**Prompt A**: Repeat the band-tying post between "# A different" and "I'm used to.", inclusive, switching "pouch" to "pocket" wherever it occurs.
**Prompt B**: Convert the records between the lines holding "Place a point on every instance of the car license" and "x=455 y=257", inclusive, into a Markdown table with the columns Row and Record line, leaving out any blank lines.

**Passage**:
▽
# A different style target pouch and fresh bands



## GrayWolf (May 14, 2012)

I finally got the courage to try my hand at tying some new bands on the Spanish style target shooter that I got from Gaspar. It take a little different technique in tying than I'm used to.

To tie this style, instead of using some thin pieces of TBG or rubber bands, they are whip tied with heavy thread...in this case Irish Linen left over from pool cue repair. Like most bandsets, I tied the pouch on first, just to get a feel for tying the knots...good thing as I did have to retie one. I made a small addition to my band tying jig by adding 2 small eye screws that I opened up just enough to accept the rods of the shooter. This allowed me to use both hands on the thread and not have to hurry as someone else held the frame.

Here is a close up of the knot at the pouch









Here is the pouch I made...it is not my design...it is my copy of those made by Luis Julian.















The extra tab on the back allows for a smooth release. I was kind of skeptical on how it would work, but I'm really liking it now that I have learned how to load and shoot it. It feels strange not holding the pouch and ammo together. It is very thin, so using it with heavy bands will require a strong grip.
△
**Stored data**:
▽
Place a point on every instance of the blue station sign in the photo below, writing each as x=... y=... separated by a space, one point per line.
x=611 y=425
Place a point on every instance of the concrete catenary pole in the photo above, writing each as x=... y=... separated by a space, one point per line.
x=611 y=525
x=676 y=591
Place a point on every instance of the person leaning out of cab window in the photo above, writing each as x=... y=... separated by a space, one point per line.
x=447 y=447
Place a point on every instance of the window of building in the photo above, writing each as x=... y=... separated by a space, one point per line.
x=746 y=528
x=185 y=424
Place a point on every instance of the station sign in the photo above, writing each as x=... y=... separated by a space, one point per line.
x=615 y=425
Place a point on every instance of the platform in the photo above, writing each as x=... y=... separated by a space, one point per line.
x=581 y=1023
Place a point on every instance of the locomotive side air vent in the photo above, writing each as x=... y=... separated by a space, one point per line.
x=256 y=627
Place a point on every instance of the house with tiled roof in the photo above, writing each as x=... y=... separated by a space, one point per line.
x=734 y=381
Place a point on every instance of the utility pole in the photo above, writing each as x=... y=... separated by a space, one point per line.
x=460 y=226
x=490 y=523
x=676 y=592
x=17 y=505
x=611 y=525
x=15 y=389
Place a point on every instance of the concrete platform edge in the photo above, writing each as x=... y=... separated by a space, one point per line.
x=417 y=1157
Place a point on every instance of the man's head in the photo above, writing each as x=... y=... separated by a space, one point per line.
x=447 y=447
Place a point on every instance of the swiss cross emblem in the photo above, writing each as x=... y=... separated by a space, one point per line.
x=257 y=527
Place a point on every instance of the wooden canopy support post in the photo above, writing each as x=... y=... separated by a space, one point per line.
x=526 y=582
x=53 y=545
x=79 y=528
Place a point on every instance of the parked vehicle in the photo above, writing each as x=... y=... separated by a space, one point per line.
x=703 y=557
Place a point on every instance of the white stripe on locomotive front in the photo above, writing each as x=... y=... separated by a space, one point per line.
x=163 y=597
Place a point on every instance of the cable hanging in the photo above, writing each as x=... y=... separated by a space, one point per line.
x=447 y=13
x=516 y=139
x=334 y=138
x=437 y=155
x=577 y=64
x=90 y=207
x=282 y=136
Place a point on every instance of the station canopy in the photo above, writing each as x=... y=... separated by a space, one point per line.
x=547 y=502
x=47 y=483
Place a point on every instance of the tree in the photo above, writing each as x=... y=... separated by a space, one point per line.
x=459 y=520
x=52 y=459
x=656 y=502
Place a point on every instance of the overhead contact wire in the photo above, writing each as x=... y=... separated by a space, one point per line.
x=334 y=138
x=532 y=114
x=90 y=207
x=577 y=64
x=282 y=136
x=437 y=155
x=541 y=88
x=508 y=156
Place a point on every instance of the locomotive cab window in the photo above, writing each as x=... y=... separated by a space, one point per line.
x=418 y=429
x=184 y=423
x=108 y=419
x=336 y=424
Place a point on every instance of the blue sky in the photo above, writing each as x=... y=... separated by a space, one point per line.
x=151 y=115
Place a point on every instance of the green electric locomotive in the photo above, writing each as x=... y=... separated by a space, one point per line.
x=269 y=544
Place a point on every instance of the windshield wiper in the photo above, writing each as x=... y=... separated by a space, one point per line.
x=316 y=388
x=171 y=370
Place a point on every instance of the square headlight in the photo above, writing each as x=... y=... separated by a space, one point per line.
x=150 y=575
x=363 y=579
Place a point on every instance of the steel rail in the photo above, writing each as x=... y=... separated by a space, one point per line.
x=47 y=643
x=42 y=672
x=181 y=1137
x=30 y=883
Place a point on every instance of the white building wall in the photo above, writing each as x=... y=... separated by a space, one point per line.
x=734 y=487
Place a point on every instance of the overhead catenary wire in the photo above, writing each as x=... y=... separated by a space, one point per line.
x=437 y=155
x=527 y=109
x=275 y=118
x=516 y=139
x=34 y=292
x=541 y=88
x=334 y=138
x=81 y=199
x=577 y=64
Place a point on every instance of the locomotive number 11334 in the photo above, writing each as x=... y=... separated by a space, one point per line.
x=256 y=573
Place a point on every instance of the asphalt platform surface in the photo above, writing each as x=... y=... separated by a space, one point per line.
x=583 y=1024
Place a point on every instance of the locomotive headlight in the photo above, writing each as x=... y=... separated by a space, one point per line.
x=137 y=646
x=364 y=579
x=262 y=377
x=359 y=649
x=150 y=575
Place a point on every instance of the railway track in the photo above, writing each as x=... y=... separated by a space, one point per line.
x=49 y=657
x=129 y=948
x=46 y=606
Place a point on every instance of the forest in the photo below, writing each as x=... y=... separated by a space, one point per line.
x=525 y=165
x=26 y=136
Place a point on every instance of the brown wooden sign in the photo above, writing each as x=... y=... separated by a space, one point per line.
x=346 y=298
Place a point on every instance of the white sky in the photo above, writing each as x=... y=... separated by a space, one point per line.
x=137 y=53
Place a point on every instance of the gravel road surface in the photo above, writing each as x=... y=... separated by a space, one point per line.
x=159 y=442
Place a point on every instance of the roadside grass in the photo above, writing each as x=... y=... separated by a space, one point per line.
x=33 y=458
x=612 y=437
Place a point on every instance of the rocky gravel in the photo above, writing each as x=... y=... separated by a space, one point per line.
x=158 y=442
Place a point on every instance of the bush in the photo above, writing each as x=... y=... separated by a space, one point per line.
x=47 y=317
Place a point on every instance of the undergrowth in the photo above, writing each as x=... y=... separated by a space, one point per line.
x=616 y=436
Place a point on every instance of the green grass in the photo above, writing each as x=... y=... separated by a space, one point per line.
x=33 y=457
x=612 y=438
△
▽
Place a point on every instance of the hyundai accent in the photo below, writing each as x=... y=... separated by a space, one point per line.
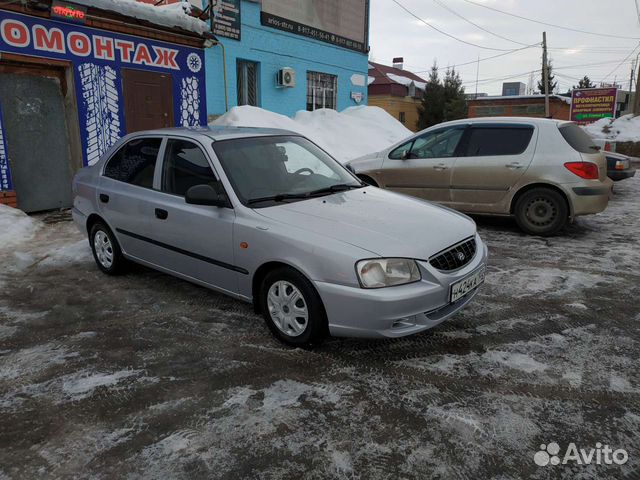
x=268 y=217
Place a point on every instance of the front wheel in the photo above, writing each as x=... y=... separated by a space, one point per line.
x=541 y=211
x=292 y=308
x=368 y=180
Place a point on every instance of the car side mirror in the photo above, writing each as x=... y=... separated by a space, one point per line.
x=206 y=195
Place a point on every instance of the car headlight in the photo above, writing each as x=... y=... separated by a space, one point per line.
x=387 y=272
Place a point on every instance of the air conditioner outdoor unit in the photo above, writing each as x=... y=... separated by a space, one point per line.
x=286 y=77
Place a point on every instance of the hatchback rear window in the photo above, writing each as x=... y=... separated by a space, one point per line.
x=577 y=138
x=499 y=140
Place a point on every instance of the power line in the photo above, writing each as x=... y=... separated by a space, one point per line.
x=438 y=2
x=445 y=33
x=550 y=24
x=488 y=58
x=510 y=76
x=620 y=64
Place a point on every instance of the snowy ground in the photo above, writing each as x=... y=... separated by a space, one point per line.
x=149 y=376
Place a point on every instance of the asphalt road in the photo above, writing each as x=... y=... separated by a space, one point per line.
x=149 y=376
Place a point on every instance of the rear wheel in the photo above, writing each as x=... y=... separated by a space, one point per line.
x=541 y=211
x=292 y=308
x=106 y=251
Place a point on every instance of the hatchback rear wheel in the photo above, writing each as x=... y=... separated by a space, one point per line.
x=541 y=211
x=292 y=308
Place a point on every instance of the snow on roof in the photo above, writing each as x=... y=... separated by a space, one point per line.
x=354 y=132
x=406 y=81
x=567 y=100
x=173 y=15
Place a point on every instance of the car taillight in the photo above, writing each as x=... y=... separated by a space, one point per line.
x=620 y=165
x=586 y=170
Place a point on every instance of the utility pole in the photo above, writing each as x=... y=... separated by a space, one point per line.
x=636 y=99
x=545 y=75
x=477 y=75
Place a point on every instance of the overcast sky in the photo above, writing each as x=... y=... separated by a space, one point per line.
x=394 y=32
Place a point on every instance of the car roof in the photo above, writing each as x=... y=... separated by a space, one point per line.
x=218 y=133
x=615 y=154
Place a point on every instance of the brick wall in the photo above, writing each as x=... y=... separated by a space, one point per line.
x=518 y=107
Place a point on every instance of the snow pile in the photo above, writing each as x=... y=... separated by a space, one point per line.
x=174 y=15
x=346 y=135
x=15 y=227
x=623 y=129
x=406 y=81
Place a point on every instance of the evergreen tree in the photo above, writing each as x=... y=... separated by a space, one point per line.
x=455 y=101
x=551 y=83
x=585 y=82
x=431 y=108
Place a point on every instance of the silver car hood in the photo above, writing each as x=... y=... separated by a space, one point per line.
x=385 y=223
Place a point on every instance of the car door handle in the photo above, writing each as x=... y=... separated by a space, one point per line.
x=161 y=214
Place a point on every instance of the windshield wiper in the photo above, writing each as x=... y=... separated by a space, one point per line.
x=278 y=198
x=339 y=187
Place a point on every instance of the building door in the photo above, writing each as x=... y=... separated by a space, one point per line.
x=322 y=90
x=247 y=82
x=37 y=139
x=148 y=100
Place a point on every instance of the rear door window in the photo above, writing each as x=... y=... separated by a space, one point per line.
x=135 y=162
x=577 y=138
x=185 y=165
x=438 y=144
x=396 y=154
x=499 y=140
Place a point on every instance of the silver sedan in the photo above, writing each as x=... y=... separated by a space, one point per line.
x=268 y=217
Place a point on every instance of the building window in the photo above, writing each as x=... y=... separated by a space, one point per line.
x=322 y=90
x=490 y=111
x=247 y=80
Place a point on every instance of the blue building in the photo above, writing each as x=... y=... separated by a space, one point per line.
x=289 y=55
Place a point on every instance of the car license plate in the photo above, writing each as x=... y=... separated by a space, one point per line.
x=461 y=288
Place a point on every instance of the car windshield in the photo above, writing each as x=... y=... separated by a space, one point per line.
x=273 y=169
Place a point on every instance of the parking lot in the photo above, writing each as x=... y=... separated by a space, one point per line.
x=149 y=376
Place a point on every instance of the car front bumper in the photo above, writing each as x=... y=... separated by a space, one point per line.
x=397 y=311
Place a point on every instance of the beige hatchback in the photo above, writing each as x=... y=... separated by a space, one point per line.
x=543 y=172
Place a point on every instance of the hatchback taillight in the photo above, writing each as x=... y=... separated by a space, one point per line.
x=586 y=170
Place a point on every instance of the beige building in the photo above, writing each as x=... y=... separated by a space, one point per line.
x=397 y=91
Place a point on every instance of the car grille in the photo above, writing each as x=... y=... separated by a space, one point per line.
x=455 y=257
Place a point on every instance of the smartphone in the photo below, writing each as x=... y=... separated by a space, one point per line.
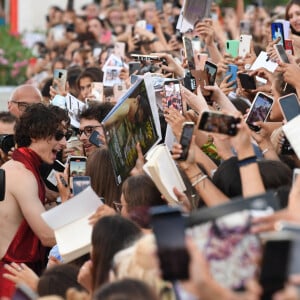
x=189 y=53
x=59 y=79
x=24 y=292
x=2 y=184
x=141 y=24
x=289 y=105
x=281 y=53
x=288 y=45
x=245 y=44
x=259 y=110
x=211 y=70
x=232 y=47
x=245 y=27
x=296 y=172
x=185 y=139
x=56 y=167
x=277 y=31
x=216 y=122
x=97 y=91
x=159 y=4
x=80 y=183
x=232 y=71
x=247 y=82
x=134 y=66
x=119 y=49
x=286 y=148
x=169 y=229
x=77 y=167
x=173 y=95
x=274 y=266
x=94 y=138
△
**Complete output A**:
# A different style target pocket and fresh bands



## GrayWolf (May 14, 2012)

I finally got the courage to try my hand at tying some new bands on the Spanish style target shooter that I got from Gaspar. It take a little different technique in tying than I'm used to.

**Complete output B**:
| Row | Record line |
|---|---|
| 1 | Place a point on every instance of the car license plate in the photo above, writing each as x=... y=... separated by a space, one point per line. |
| 2 | x=461 y=288 |
| 3 | Place a point on every instance of the car windshield in the photo above, writing each as x=... y=... separated by a space, one point per line. |
| 4 | x=273 y=169 |
| 5 | Place a point on every instance of the parking lot in the photo above, writing each as x=... y=... separated by a space, one point per line. |
| 6 | x=149 y=376 |
| 7 | Place a point on every instance of the car front bumper in the photo above, writing each as x=... y=... separated by a space, one point per line. |
| 8 | x=397 y=311 |
| 9 | Place a point on every instance of the beige hatchback in the photo above, writing each as x=... y=... separated by a space, one point per line. |
| 10 | x=543 y=172 |
| 11 | Place a point on every instance of the hatchback taillight in the photo above, writing each as x=... y=... separated by a space, one point per line. |
| 12 | x=586 y=170 |
| 13 | Place a point on every instance of the beige building in the photo above, writing each as x=... y=... separated by a space, one point per line. |
| 14 | x=397 y=91 |
| 15 | Place a point on every instance of the car grille in the photo above, writing each as x=... y=... separated by a space, one point per line. |
| 16 | x=455 y=257 |